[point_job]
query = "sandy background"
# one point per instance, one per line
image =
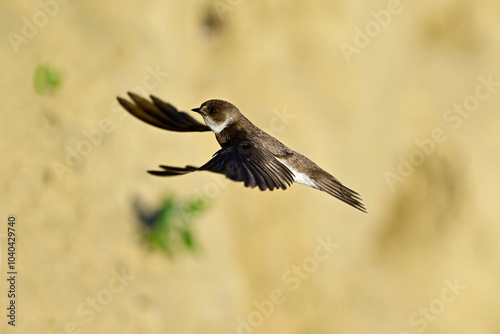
(356, 116)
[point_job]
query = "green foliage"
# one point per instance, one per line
(171, 228)
(46, 79)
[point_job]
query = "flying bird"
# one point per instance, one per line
(247, 153)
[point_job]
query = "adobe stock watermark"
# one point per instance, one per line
(94, 137)
(278, 122)
(223, 6)
(364, 36)
(88, 309)
(291, 281)
(31, 26)
(453, 118)
(420, 319)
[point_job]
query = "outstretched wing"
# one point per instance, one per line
(245, 162)
(161, 114)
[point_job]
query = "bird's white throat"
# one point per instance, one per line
(217, 128)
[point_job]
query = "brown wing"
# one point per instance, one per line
(244, 162)
(161, 114)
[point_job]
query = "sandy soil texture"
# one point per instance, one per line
(398, 99)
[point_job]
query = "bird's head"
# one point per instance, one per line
(218, 114)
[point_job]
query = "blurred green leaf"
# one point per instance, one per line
(46, 79)
(171, 228)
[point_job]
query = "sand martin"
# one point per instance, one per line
================
• WORK TO COMPLETE: Go through the material above and repeat it exactly. Omit the pictures.

• WRITTEN ANSWER:
[point_job]
query = "sandy background"
# one point per instance, one per line
image =
(356, 116)
[point_job]
query = "green foliage"
# one point per instance, one per line
(171, 228)
(46, 79)
[point_job]
query = "flying bird"
# one point per instance, one per line
(247, 153)
[point_job]
query = "adobe stock watermark"
# one point per instance, one per line
(94, 137)
(278, 122)
(223, 6)
(364, 36)
(88, 309)
(291, 281)
(31, 26)
(453, 118)
(420, 319)
[point_job]
query = "outstretched wing"
# one point per instance, one per line
(245, 162)
(161, 114)
[point_job]
query = "bird's white throat"
# one point per instance, one per line
(217, 128)
[point_job]
query = "brown wing"
# one point per instance, one per line
(244, 162)
(161, 114)
[point_job]
query = "sandy soil texture"
# one point per instance, one per line
(398, 99)
[point_job]
query = "bird's head"
# one point per instance, one per line
(218, 114)
[point_job]
query = "blurred green leaf"
# one point per instance, one per line
(46, 79)
(171, 228)
[point_job]
query = "sand martin"
# one point per instance, one per line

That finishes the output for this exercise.